Required tasks:
A. Decide whether each statement agrees with the Pylons setup guide. Answer yes or no for each, and quote the words from the guide that decide it.
(i) On Fedora, virtualenv comes in the 'python-virtualenv' package.
(ii) The guide installs psycopg2 with yum.
(iii) The first git commit uses the message "Initial setup".
B. Write the next part of the Pylons setup guide, picking up after its last command.
## Start Page text
These are instructions on how to get up and running with a new Pylons project.

Install

You'll need to install virtualenv. If you're using Fedora, it's in the 'python-virtualenv' package.

You'll need to install git. In Fedora, the package is simply 'git'.

You'll need PostgreSQL, as well as the -devel packages, so you can build psycopg2 later. That's the postgresql-devel and postgresql-server packages in Fedora.

Run the following command in Fedora to get all of those packages:

$ su -c "yum -y install python-virtualenv git postgresql-devel postgresql-server"

Setup Project Directory

Next you'll need to setup your project directory. Do that using virtualenv.

$ virtualenv --no-site-packages ~/Projects/tmp

This will setup a new virtualenv in that directory. You'll need to activate the environment with the following commands.

$ cd ~/Projects/tmp
$ . bin/activate

Initialize Git

Initialize git for the project.

$ cd ~/Projects/tmp
$ git init

You want a good .gitignore package.

$ cat >> .gitignore
*.pyc
*.pyo
*.swp
*.swo
<CTRL-d> to end
$ git add .gitignore

You'll want to add in the initial setup.

$ git add *
$ git commit -m "Initial setup"

That's it.

Add software with easy_install

You can now add the software you need.

$ easy_install Pylons SQLAlchemy psycopg2

Add these to git as well.

$ git add lib/
$ git commit -m "Added Pylons, SQLAlchemy and psycopg2"
## End Page text
## Start Supplied records
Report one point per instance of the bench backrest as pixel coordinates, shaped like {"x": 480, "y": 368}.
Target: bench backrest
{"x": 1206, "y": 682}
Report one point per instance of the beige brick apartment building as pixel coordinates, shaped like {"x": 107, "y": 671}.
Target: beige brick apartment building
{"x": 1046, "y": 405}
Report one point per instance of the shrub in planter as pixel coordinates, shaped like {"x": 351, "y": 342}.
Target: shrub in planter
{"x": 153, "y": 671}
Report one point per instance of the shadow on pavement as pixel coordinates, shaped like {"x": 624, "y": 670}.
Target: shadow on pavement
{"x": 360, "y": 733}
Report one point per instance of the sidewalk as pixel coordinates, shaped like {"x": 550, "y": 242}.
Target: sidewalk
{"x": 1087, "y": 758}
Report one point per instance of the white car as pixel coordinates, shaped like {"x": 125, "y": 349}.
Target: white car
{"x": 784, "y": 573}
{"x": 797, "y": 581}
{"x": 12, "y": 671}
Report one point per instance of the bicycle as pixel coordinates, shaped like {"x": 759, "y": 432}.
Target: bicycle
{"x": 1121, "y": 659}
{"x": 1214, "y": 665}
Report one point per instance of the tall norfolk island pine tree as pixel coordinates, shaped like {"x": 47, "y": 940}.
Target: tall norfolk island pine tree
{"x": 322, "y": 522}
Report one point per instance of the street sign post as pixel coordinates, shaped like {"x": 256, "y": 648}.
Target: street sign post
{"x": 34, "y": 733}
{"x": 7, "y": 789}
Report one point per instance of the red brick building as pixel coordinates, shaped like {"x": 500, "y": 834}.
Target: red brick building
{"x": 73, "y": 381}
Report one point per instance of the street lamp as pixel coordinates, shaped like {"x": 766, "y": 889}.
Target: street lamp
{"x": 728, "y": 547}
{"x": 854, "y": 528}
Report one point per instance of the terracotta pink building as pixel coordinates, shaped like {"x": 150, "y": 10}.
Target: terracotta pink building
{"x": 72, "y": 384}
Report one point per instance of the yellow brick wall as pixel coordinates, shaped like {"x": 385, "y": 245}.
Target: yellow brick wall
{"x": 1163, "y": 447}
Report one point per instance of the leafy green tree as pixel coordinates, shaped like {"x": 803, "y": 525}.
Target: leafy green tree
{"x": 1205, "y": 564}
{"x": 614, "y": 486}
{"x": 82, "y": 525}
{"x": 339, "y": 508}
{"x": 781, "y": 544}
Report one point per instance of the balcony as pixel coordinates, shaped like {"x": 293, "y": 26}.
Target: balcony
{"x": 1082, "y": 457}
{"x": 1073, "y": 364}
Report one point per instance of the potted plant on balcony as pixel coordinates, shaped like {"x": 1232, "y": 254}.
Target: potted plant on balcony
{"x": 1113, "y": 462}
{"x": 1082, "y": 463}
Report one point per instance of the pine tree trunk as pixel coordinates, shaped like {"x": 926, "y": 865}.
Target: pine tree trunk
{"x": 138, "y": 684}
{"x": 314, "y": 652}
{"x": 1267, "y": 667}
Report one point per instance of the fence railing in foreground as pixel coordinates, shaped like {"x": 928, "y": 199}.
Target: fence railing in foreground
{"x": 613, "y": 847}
## End Supplied records
## Start Supplied records
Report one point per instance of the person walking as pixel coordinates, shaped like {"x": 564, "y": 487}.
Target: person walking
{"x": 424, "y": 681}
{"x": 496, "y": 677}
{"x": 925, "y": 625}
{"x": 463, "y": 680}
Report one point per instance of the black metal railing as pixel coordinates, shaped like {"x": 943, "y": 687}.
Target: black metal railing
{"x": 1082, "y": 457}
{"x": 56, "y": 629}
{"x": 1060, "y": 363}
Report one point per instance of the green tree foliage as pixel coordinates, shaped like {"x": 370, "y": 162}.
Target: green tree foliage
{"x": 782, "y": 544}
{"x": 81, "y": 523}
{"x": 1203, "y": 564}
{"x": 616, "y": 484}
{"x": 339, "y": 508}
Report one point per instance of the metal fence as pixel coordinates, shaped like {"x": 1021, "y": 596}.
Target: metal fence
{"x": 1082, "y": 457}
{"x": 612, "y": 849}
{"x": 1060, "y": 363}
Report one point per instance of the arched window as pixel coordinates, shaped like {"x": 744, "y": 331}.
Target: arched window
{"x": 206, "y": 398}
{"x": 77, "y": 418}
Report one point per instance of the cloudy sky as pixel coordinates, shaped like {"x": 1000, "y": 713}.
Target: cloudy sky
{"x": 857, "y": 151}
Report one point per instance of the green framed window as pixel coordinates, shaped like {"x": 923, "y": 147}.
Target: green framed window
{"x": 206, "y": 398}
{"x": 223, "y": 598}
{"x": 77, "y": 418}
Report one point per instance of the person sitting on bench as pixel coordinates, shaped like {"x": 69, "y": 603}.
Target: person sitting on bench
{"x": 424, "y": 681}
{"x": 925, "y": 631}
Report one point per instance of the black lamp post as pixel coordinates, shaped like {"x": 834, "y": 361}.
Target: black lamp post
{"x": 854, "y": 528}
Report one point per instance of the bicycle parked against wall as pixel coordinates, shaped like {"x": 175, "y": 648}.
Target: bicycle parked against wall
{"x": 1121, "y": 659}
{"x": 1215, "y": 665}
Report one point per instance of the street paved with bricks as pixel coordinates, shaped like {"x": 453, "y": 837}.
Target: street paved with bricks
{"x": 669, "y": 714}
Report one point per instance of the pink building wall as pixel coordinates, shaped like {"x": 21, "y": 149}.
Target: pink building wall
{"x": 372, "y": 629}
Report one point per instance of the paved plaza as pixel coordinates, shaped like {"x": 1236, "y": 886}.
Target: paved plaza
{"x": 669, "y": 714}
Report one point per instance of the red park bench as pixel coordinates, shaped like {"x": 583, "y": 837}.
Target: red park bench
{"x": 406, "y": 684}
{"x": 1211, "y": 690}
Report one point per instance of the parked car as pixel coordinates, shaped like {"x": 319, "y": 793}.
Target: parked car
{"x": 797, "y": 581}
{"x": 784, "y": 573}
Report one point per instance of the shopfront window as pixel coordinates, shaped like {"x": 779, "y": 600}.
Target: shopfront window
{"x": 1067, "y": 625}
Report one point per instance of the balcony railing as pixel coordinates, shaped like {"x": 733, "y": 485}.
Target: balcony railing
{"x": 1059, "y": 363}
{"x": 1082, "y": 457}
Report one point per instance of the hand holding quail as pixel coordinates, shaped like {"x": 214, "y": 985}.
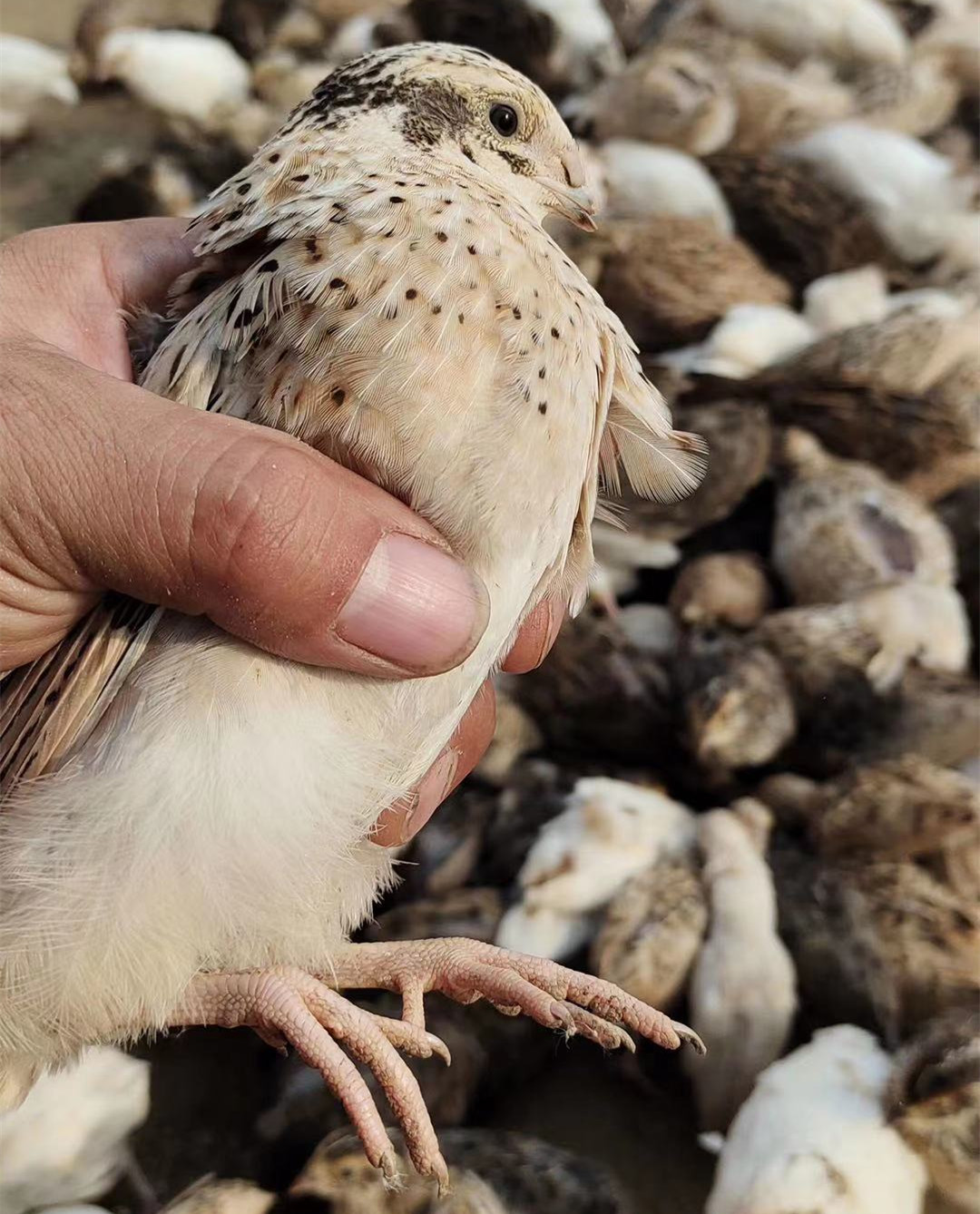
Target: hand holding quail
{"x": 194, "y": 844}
## End Supplied records
Responses in order:
A.
(i) Yes: "If you're using Fedora, it's in the 'python-virtualenv' package."
(ii) No: "easy_install Pylons SQLAlchemy psycopg2"
(iii) Yes: "git commit -m "Initial setup""

B.
Setup your package

Now it's time to setup your package. When I do this, I just reuse the same directory as the virtualenv. I find it's a bit easier.

 $ paster create -t pylons -o  ~/Projects/ tmp

Be sure to say "True" when you are asked about adding SQLAlchemy support.

Add in the files created to git.

$ git add *
$ git commit -m "Created project."

Create PostgreSQL Database

Now you'll need a PostgreSQL database.

If you haven't already, init PostgreSQL.

$ su -c "service postgresql init"

Then start it:

$ su -c "service postgresql start"

If you want it to start whenever you reboot:

$ su -c "chkconfig postgresql on"

You need to create a user account for yourself.

$ su -c "su -c createuser postgres"

You'll want to user your username as the role to add for simplicity. Give yourself permission to create more databases as well.

Now create your database.

$ createdb tmp-dev

The connection string in your development.ini file is going to look like:

sqlalchemy.url = postgres:///tmp-dev

(Don't forget to commit that to git.)

Since you'll be running as yourself, check that you can access the database:

$ psql tmp-dev

If you can't get in, you'll have to figure out why and fix it. It's likely you messed with the default configuration of PostgreSQL.

After you specify your tables in tmp/model/__init__.py, you can create them with:

$ paster setup-app development.ini

What you Have

The bin/, lib/, and include/ directories are setup by virtualenv. These contain the necessary stuff to get Python working with the modules you installed with easy_install. Feel free to mess with stuff if you really need to. I try to allow easy_install to manage everything.

The data/, <project>/, <project>.egg-info/ and docs/ directories contain the stuff you are building. You'll make the most changes to <project>/ directory.

When you get ready to deploy to production, you can use easy_install in your production environment to install your application code. Or you can use git to copy exactly what you have over.